■ Required action A:
In the text on space mission patch artists, which two NASA contract artists dominated patch design during the Shuttle and ISS era?
■ Required action B:
List every professional artist the text on space mission patch artists says was commissioned in a few cases.
■ Required action C:
Continue the text on space mission patch artists from its final sentence.

■ Excerpted text:

Professional artists were commissioned in a few cases — Lumen Martin Winter, Emilio Pucci, Frank Kelly Freas and Robert McCall.

During the Shuttle and ISS era, a great many artists contributed designs, but two NASA contract artists dominated the field — Sean Collins and David Russell.

Most early Soviet/Russian patches were designed by artists that remain anonymous. In the 90s, Dmitri Shcherbinin and Alex Panchenko provided designs for Soyuz missions and personal patches. Russian designs for Soyuz TMA-14 through TMA-03M included art done by children, submitted to Roscosmos as part of a competition. More recently Tim Gagnon of the US and Jorge Cartes of Spain designed Shuttle and ISS expedition patches, while Luc van den Abeelen and Erik van der Hoorn, both of the Netherlands, provided art for Russian Soyuz missions to ISS. Additionally, Johnson Space Center graphic designer Blake Dumesnil has also worked closely with ISS crews on expedition mission patches, Soyuz patches, and personal crew patches, in addition to official NASA commemorative designs for the end of the Space Shuttle Program and the 50th Anniversary of Extravehicular Activities (EVAs).

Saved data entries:
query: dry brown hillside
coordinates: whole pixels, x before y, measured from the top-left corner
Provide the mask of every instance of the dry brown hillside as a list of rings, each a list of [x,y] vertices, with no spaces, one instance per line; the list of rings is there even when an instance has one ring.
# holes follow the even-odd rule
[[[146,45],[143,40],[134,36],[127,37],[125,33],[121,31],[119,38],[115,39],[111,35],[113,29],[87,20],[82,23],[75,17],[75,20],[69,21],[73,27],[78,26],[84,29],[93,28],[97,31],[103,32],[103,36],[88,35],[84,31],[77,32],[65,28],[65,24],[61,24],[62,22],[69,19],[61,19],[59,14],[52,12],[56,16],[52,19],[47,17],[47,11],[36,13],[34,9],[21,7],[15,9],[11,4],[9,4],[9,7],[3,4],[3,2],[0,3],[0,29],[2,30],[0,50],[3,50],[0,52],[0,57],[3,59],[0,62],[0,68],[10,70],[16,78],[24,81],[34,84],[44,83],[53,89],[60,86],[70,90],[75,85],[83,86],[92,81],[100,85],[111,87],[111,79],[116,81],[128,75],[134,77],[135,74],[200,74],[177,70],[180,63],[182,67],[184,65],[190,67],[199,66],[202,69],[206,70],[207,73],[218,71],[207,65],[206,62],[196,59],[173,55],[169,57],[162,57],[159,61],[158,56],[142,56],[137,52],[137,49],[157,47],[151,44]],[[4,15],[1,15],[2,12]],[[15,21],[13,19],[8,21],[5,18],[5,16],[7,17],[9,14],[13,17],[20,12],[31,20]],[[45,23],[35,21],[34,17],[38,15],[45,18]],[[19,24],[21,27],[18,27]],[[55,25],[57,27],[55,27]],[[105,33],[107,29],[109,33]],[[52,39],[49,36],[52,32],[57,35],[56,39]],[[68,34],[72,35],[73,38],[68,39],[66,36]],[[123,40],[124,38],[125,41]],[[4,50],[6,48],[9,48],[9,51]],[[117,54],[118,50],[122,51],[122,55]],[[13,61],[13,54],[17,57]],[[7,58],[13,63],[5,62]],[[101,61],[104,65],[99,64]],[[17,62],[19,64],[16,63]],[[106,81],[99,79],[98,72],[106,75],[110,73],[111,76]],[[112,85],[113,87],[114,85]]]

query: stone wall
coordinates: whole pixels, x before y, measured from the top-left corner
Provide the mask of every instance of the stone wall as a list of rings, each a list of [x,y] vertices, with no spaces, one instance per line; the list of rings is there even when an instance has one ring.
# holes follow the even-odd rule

■ Exercise answer A:
Sean Collins and David Russell

■ Exercise answer B:
Lumen Martin Winter, Emilio Pucci, Frank Kelly Freas, Robert McCall

■ Exercise answer C:
== Collecting ==
Space patch collecting is done by a modest group of people worldwide, trying to keep up with new releases while searching for vintage examples of early mission patches, some now nearly 60 years old. Since 1971, all official NASA mission patches have been produced by a single supplier: A-B Emblem of Weaverville, North Carolina. As a result, most mission patches since Apollo have been widely available to the public. But a number of years ago, the company switched embroidery machines, and recent versions of older Shuttle patches differ from the originals, making the latter more interesting to serious collectors. Original Soviet-era patches and early Russian ones were either never available to the public or in very limited numbers. Since 2009, the supplier of Soyuz patches has modest numbers of patches available for collectors. The Chinese crew patches are very scarce and mostly only obtained through contacts within the Chinese aerospace industry. ESA patches were only made in limited numbers for PR events, but since 2012 the agency has moved to make its mission patches more widely available to the public from their original providers (Quadrotem in Germany, Emblemen in the Netherlands and Stewart Aviation in UK).